DATA: Begin

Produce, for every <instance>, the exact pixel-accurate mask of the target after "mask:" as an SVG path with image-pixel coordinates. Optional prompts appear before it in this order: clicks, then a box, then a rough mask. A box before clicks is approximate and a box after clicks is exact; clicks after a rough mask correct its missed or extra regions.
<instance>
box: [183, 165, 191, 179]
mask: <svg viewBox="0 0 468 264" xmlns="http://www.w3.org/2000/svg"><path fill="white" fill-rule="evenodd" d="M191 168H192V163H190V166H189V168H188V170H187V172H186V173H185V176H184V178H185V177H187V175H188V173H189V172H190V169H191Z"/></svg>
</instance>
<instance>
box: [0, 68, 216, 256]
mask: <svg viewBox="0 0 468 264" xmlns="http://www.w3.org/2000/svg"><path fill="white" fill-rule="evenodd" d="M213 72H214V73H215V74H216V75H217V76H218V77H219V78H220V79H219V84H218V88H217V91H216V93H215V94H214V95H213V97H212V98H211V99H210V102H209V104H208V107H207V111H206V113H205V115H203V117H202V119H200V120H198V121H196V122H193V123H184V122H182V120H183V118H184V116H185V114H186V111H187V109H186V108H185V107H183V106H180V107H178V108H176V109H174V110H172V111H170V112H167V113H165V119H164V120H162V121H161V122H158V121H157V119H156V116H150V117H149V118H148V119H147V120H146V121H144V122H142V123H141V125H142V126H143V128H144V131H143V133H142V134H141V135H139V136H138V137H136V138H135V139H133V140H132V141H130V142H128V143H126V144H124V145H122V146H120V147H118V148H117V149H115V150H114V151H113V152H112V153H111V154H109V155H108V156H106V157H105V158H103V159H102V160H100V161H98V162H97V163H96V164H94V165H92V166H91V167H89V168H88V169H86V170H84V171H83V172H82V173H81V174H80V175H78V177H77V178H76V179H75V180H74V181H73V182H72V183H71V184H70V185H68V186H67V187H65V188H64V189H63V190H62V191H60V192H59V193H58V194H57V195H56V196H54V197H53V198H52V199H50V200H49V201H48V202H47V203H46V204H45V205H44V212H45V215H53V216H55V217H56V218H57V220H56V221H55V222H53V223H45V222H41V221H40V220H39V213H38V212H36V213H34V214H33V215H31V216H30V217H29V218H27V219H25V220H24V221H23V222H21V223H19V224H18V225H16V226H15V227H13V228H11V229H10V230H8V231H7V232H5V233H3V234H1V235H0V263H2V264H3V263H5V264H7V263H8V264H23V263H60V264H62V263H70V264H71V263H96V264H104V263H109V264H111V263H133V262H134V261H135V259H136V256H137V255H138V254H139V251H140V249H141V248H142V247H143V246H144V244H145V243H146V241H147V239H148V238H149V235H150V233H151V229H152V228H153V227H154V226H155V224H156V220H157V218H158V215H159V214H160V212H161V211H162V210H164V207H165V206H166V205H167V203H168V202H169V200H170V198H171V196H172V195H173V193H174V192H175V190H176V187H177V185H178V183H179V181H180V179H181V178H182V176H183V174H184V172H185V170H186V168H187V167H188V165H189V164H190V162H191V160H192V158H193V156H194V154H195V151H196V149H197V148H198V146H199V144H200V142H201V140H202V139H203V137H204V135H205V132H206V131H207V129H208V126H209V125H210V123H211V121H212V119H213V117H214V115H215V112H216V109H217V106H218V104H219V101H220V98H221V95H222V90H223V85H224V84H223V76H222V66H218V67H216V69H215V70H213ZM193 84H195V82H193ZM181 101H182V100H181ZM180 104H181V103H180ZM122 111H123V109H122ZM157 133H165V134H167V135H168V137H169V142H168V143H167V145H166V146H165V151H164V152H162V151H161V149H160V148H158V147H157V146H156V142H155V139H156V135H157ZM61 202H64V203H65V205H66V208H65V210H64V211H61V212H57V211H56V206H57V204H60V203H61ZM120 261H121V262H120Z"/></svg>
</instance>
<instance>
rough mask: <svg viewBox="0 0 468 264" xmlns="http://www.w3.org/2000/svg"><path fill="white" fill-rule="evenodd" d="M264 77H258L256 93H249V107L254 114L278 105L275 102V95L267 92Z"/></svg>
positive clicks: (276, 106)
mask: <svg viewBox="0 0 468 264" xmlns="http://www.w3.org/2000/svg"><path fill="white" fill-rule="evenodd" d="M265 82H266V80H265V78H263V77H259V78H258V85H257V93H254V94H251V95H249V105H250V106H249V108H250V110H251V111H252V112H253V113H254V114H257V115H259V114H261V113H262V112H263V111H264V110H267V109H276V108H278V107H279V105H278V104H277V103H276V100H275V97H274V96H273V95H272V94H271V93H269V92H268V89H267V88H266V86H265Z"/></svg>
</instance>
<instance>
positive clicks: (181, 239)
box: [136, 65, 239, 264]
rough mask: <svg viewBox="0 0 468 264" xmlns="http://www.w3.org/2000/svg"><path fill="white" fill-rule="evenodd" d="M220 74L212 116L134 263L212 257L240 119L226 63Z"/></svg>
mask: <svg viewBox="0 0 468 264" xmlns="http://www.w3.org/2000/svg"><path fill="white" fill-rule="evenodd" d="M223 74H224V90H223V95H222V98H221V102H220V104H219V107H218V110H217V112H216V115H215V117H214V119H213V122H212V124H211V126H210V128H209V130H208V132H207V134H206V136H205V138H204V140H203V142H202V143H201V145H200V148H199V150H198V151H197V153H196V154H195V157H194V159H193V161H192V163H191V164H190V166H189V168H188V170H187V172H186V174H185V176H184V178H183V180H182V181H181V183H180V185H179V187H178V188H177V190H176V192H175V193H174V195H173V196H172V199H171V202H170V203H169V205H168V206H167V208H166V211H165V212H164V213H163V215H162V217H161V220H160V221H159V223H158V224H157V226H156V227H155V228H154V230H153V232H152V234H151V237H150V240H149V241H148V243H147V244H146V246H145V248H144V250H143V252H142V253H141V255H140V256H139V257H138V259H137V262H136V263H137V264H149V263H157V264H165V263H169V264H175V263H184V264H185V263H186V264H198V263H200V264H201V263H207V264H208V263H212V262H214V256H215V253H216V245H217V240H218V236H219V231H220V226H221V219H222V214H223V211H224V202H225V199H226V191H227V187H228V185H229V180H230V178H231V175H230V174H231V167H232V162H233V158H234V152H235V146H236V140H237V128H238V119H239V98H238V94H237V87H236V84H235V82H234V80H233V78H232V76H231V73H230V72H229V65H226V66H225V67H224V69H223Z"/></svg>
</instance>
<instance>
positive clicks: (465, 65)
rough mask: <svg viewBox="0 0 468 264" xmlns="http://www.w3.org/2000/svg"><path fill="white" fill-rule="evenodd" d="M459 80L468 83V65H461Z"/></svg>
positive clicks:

DATA: End

▶ **WORK TASK**
Copy out every line from the items above that contains the string "positive".

▶ **SOLVED PROBLEM**
positive clicks: (276, 106)
positive clicks: (181, 239)
positive clicks: (465, 65)
positive clicks:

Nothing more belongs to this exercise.